╭──
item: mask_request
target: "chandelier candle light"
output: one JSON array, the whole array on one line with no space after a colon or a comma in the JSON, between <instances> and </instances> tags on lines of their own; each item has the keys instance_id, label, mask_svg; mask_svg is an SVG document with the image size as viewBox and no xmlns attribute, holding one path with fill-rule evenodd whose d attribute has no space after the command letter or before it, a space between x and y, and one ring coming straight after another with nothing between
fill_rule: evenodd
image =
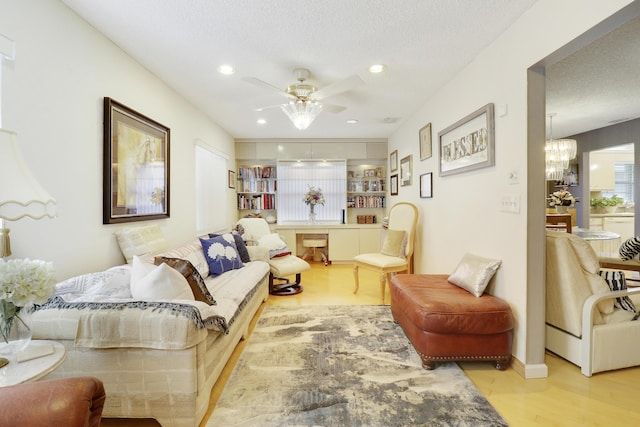
<instances>
[{"instance_id":1,"label":"chandelier candle light","mask_svg":"<svg viewBox=\"0 0 640 427\"><path fill-rule=\"evenodd\" d=\"M553 116L549 114L549 139L544 144L545 170L548 180L560 181L569 160L576 157L577 143L575 139L553 139Z\"/></svg>"},{"instance_id":2,"label":"chandelier candle light","mask_svg":"<svg viewBox=\"0 0 640 427\"><path fill-rule=\"evenodd\" d=\"M315 188L309 186L309 191L302 199L307 205L309 205L309 222L311 224L316 223L316 205L325 204L324 194L322 194L322 188Z\"/></svg>"}]
</instances>

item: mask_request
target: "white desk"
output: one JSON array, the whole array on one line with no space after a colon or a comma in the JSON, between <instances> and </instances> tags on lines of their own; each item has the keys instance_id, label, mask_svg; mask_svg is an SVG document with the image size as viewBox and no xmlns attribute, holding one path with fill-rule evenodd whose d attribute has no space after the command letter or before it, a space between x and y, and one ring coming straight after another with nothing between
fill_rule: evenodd
<instances>
[{"instance_id":1,"label":"white desk","mask_svg":"<svg viewBox=\"0 0 640 427\"><path fill-rule=\"evenodd\" d=\"M33 340L29 348L43 345L53 346L53 353L24 362L18 362L15 356L9 357L9 364L0 368L0 387L38 380L62 365L67 355L64 346L55 341Z\"/></svg>"}]
</instances>

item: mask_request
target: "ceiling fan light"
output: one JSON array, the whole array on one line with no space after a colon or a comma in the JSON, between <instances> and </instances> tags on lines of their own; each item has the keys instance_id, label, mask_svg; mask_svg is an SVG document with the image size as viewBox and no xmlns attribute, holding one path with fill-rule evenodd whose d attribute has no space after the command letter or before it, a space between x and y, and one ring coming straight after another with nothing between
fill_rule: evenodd
<instances>
[{"instance_id":1,"label":"ceiling fan light","mask_svg":"<svg viewBox=\"0 0 640 427\"><path fill-rule=\"evenodd\" d=\"M291 101L282 105L282 111L296 128L305 130L322 112L322 104L315 101Z\"/></svg>"}]
</instances>

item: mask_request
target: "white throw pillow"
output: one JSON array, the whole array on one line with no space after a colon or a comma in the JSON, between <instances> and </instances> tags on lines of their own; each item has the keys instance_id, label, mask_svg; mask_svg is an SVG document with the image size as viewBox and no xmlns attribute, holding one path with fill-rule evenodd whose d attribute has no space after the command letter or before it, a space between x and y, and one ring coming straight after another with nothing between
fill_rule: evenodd
<instances>
[{"instance_id":1,"label":"white throw pillow","mask_svg":"<svg viewBox=\"0 0 640 427\"><path fill-rule=\"evenodd\" d=\"M167 264L153 265L133 257L131 296L141 300L184 299L195 301L189 282Z\"/></svg>"},{"instance_id":2,"label":"white throw pillow","mask_svg":"<svg viewBox=\"0 0 640 427\"><path fill-rule=\"evenodd\" d=\"M502 260L499 259L465 254L448 280L454 285L480 297L500 264L502 264Z\"/></svg>"},{"instance_id":3,"label":"white throw pillow","mask_svg":"<svg viewBox=\"0 0 640 427\"><path fill-rule=\"evenodd\" d=\"M275 251L276 249L282 249L287 246L285 242L282 241L280 236L276 233L266 234L258 240L258 246L263 246L270 251Z\"/></svg>"}]
</instances>

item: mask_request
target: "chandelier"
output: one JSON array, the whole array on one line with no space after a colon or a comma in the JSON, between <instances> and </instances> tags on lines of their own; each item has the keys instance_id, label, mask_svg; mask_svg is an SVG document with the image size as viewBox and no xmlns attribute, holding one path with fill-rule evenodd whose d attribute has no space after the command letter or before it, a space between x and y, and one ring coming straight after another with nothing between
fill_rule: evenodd
<instances>
[{"instance_id":1,"label":"chandelier","mask_svg":"<svg viewBox=\"0 0 640 427\"><path fill-rule=\"evenodd\" d=\"M282 105L282 111L300 130L305 130L322 111L322 104L310 100L297 99Z\"/></svg>"},{"instance_id":2,"label":"chandelier","mask_svg":"<svg viewBox=\"0 0 640 427\"><path fill-rule=\"evenodd\" d=\"M549 139L544 144L545 170L548 180L560 181L576 157L577 144L575 139L553 139L553 116L549 114Z\"/></svg>"}]
</instances>

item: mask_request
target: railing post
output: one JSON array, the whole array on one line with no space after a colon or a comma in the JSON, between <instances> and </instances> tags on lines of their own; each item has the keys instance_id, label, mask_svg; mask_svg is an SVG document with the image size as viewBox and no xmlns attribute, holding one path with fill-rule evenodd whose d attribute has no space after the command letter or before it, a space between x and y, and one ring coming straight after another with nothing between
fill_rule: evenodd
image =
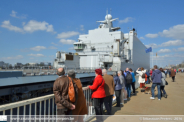
<instances>
[{"instance_id":1,"label":"railing post","mask_svg":"<svg viewBox=\"0 0 184 122\"><path fill-rule=\"evenodd\" d=\"M29 104L29 117L31 118L31 104ZM29 119L29 122L31 122L31 119Z\"/></svg>"},{"instance_id":2,"label":"railing post","mask_svg":"<svg viewBox=\"0 0 184 122\"><path fill-rule=\"evenodd\" d=\"M54 98L52 98L52 118L54 116ZM52 119L52 122L54 122L54 119Z\"/></svg>"},{"instance_id":3,"label":"railing post","mask_svg":"<svg viewBox=\"0 0 184 122\"><path fill-rule=\"evenodd\" d=\"M35 102L35 119L34 119L34 122L36 122L36 116L37 116L37 102Z\"/></svg>"},{"instance_id":4,"label":"railing post","mask_svg":"<svg viewBox=\"0 0 184 122\"><path fill-rule=\"evenodd\" d=\"M17 107L17 122L19 122L19 107Z\"/></svg>"},{"instance_id":5,"label":"railing post","mask_svg":"<svg viewBox=\"0 0 184 122\"><path fill-rule=\"evenodd\" d=\"M26 105L24 105L24 120L23 120L23 122L25 122L25 115L26 115Z\"/></svg>"},{"instance_id":6,"label":"railing post","mask_svg":"<svg viewBox=\"0 0 184 122\"><path fill-rule=\"evenodd\" d=\"M40 120L39 122L41 122L41 115L42 115L42 101L40 101L40 114L39 114Z\"/></svg>"},{"instance_id":7,"label":"railing post","mask_svg":"<svg viewBox=\"0 0 184 122\"><path fill-rule=\"evenodd\" d=\"M13 108L10 109L10 122L12 122L12 114L13 114Z\"/></svg>"},{"instance_id":8,"label":"railing post","mask_svg":"<svg viewBox=\"0 0 184 122\"><path fill-rule=\"evenodd\" d=\"M49 99L49 102L48 102L48 118L50 118L50 99ZM48 122L50 122L50 119L48 120Z\"/></svg>"},{"instance_id":9,"label":"railing post","mask_svg":"<svg viewBox=\"0 0 184 122\"><path fill-rule=\"evenodd\" d=\"M46 115L46 100L44 100L44 122L45 122L45 115Z\"/></svg>"}]
</instances>

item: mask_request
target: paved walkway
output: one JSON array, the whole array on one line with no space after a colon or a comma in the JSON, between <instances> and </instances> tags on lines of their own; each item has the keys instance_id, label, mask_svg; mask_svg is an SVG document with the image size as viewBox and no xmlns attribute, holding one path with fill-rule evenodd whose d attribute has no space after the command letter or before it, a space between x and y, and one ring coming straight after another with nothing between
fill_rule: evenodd
<instances>
[{"instance_id":1,"label":"paved walkway","mask_svg":"<svg viewBox=\"0 0 184 122\"><path fill-rule=\"evenodd\" d=\"M184 73L177 73L175 82L169 77L166 80L168 81L168 85L165 86L167 98L162 97L159 101L156 95L155 100L150 100L151 94L141 93L140 89L137 89L136 96L132 96L121 108L113 107L112 113L114 115L184 115ZM122 116L115 117L116 119L113 116L106 117L105 121L123 121ZM129 116L128 121L140 121L142 118L139 117ZM184 116L178 119L184 121ZM127 120L127 117L124 120Z\"/></svg>"}]
</instances>

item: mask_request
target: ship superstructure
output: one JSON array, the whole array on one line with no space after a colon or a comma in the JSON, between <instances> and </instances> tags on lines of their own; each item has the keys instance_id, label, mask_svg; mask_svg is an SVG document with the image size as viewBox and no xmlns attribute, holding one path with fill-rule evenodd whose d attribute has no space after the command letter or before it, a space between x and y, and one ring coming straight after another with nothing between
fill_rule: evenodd
<instances>
[{"instance_id":1,"label":"ship superstructure","mask_svg":"<svg viewBox=\"0 0 184 122\"><path fill-rule=\"evenodd\" d=\"M107 14L104 21L97 21L100 23L97 29L79 35L78 42L74 43L76 53L57 52L61 57L57 56L54 67L102 67L112 71L126 67L149 69L150 54L145 52L146 46L138 39L135 29L124 34L118 31L120 27L113 27L115 20L117 18L112 19L112 15Z\"/></svg>"}]
</instances>

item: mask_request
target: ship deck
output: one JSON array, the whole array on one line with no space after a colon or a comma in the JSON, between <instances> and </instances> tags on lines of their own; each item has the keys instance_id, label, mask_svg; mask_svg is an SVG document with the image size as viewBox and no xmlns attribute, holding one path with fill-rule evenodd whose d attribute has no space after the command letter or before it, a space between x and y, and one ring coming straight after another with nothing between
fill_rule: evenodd
<instances>
[{"instance_id":1,"label":"ship deck","mask_svg":"<svg viewBox=\"0 0 184 122\"><path fill-rule=\"evenodd\" d=\"M172 79L170 77L167 77L166 80L168 81L168 85L165 86L165 90L168 95L167 98L162 97L159 101L156 91L155 100L151 100L151 94L141 93L140 89L137 89L136 96L132 96L128 101L124 103L121 108L112 108L113 115L125 116L109 116L105 117L104 121L139 122L143 121L142 116L144 115L148 115L148 117L150 117L149 115L155 115L154 117L158 117L161 115L169 115L165 117L171 117L173 120L182 119L183 121L184 116L177 115L184 115L184 73L177 73L175 79L176 82L172 82ZM157 90L157 88L155 89ZM92 121L94 120L95 119L93 119Z\"/></svg>"}]
</instances>

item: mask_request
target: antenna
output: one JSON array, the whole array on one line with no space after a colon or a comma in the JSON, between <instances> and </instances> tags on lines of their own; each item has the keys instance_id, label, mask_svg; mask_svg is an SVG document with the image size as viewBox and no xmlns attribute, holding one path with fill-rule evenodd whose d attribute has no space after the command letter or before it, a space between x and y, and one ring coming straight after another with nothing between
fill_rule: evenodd
<instances>
[{"instance_id":1,"label":"antenna","mask_svg":"<svg viewBox=\"0 0 184 122\"><path fill-rule=\"evenodd\" d=\"M111 10L112 10L112 9L110 8L110 14L111 14Z\"/></svg>"},{"instance_id":2,"label":"antenna","mask_svg":"<svg viewBox=\"0 0 184 122\"><path fill-rule=\"evenodd\" d=\"M108 14L108 9L107 9L107 13L106 13L106 15Z\"/></svg>"}]
</instances>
╰──
Copy every line of the listing that includes the string "target".

target: "chandelier candle light"
target: "white desk"
target: "ceiling fan light"
target: "white throw pillow"
target: "chandelier"
target: railing post
target: paved walkway
target: ship superstructure
target: ship deck
target: antenna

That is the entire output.